> _Exercise prompt_
Please copy out the lines starting with the line with "Track-and-sign request: indicate each instance of the man with" and going on through the line with "x=591, y=186", renaming "Target" to "Object" and changing nothing else.

Excerpts of location labeling rows
>>>

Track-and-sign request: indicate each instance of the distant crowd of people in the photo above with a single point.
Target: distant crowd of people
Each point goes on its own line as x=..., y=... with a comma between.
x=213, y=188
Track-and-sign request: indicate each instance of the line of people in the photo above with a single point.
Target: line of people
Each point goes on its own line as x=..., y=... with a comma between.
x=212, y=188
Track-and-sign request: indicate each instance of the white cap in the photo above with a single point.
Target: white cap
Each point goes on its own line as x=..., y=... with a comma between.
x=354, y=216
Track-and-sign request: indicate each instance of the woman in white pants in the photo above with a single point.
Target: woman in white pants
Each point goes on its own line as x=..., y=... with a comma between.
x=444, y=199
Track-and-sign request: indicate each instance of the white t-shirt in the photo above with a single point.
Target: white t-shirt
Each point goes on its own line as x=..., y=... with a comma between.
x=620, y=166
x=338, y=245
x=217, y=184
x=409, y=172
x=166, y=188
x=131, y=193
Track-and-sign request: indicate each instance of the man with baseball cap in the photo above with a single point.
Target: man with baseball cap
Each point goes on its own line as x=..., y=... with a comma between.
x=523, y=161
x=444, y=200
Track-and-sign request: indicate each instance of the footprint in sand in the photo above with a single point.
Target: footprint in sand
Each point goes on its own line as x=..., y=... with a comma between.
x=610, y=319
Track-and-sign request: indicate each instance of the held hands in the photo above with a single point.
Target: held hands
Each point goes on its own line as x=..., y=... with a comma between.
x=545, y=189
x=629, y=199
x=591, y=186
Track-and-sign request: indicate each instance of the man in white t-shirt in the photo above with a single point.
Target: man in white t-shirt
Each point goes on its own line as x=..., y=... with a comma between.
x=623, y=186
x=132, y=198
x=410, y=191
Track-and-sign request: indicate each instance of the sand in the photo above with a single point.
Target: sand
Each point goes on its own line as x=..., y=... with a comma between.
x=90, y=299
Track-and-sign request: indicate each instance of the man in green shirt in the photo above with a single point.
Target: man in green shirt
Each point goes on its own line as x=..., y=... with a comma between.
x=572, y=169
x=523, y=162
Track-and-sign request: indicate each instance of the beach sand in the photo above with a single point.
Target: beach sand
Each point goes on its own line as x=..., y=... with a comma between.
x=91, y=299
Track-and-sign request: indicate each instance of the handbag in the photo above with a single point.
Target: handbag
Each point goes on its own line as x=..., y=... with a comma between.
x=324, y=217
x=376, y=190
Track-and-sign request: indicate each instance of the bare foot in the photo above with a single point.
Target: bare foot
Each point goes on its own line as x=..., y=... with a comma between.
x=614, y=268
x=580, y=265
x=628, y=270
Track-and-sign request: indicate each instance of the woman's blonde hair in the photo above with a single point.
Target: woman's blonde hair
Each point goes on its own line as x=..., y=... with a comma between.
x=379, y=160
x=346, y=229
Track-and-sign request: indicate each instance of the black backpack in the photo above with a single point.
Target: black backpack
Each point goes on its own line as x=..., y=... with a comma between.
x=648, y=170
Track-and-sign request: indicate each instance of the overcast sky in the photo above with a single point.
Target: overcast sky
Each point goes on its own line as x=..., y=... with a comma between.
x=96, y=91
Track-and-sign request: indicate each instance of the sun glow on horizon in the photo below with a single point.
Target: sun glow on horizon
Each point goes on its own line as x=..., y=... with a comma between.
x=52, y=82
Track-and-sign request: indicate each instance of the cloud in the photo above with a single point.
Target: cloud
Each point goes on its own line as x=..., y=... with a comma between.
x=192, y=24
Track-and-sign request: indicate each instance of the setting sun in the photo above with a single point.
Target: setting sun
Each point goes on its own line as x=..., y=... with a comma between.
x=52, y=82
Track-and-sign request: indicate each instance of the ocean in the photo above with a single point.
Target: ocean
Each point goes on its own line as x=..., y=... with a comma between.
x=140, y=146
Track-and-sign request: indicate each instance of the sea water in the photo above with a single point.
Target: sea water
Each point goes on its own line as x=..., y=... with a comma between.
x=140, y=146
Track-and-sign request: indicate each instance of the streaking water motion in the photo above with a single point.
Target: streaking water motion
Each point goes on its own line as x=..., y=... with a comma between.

<<<

> _Answer to this task_
Track-and-sign request: indicate each instance of the man with baseball cap in the photo above with a single point.
Object: man with baseball cap
Each point goes on its own line as x=..., y=... with a comma between.
x=523, y=161
x=444, y=200
Track-and-sign request: indicate each instance of the footprint in sand in the photo above with a single point.
Object: footprint in sand
Each point goes on its own line as x=..., y=... with a comma between.
x=610, y=319
Track-and-sign request: indicate each instance of the held hands in the photo above with a single point.
Object: held hands
Each point goes on its own line as x=..., y=... with a comma between.
x=545, y=189
x=629, y=199
x=591, y=186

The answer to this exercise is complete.